SUPPLIED MATERIAL:
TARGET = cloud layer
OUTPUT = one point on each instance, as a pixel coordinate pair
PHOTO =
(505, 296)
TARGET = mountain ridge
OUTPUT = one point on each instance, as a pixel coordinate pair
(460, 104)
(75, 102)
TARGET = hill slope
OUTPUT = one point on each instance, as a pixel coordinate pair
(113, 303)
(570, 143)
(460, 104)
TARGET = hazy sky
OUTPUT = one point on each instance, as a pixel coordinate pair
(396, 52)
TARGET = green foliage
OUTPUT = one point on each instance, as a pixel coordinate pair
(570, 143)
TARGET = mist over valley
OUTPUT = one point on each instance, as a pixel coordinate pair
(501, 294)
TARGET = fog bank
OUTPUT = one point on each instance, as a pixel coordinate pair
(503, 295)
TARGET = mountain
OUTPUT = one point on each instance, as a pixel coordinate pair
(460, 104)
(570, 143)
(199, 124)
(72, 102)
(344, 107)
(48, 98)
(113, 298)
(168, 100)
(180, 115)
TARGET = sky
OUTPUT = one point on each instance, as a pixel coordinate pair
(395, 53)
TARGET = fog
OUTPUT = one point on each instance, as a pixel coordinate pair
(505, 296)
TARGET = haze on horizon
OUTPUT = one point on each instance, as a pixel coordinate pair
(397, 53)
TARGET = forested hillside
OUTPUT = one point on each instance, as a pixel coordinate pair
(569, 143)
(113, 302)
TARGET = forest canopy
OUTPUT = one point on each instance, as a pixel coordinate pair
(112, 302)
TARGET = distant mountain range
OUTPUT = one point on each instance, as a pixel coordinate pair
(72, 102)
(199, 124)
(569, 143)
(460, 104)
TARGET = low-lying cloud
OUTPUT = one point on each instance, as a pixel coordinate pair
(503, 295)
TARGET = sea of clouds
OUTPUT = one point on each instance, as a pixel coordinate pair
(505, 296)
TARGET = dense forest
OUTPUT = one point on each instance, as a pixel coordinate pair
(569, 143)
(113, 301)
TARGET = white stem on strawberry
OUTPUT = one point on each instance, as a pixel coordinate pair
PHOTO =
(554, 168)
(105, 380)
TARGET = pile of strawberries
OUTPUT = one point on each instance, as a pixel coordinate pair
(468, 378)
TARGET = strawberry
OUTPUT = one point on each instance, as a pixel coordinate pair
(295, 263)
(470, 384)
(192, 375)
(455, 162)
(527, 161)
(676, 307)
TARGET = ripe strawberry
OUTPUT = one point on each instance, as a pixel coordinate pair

WHAT TO DO:
Please repeat the material in full, keeping it exact.

RESPONSE TO THE TASK:
TARGET = cloud layer
OUTPUT = one point on each instance, as a pixel coordinate pair
PHOTO =
(505, 296)
TARGET = mountain ridge
OUTPUT = one point on each instance, as a pixel coordinate pair
(460, 104)
(75, 102)
TARGET = hill slope
OUTPUT = one point on each instance, as a pixel coordinate pair
(113, 303)
(570, 143)
(460, 104)
TARGET = hazy sky
OUTPUT = one point on each instance, as a pixel coordinate pair
(396, 52)
TARGET = green foliage
OUTPUT = one point on each instance, as a pixel coordinate pair
(570, 143)
TARGET = mist over valley
OUTPUT = one point on each instance, as a pixel coordinate pair
(501, 294)
TARGET = fog bank
OUTPUT = one point on each instance, as a pixel coordinate pair
(503, 295)
TARGET = mountain
OUTPUT = one point on each instance, as a pixel coordinate pair
(460, 104)
(570, 143)
(199, 124)
(72, 102)
(344, 107)
(48, 98)
(113, 298)
(168, 100)
(180, 115)
TARGET = sky
OUTPUT = one point on each instance, as a pixel coordinate pair
(395, 53)
TARGET = fog
OUTPUT = one point on each instance, as a pixel coordinate pair
(505, 296)
TARGET = haze on horizon
OUTPUT = one point on each instance, as a pixel coordinate pair
(397, 53)
TARGET = forested hillside
OUTPUT = one point on each instance, as a pixel coordinate pair
(569, 143)
(113, 302)
TARGET = forest canopy
OUTPUT = one point on each instance, as a pixel coordinate pair
(112, 302)
TARGET = distant mountain range
OUTPUT = one point on each instance, as a pixel coordinate pair
(72, 102)
(199, 124)
(569, 143)
(460, 104)
TARGET = low-lying cloud
OUTPUT = one point on each instance, as a pixel coordinate pair
(503, 295)
TARGET = sea of clouds
OUTPUT = one point on each instance, as a pixel coordinate pair
(505, 296)
TARGET = dense forest
OUTPUT = one point on each instance, as a pixel coordinate pair
(569, 143)
(113, 301)
TARGET = white stem on strawberry
OUTPUT = one point on each instance, as a pixel coordinate pair
PHOTO =
(554, 168)
(105, 380)
TARGET = pile of strawberries
OUTPUT = one point on each instance, as a pixel coordinate pair
(468, 378)
TARGET = strawberry
OUTPUT = one point on each instance, as a pixel coordinate pair
(295, 263)
(470, 384)
(192, 375)
(455, 162)
(527, 161)
(676, 307)
TARGET = ripe strawberry
OUTPUT = one point on each instance, as a pixel coordinate pair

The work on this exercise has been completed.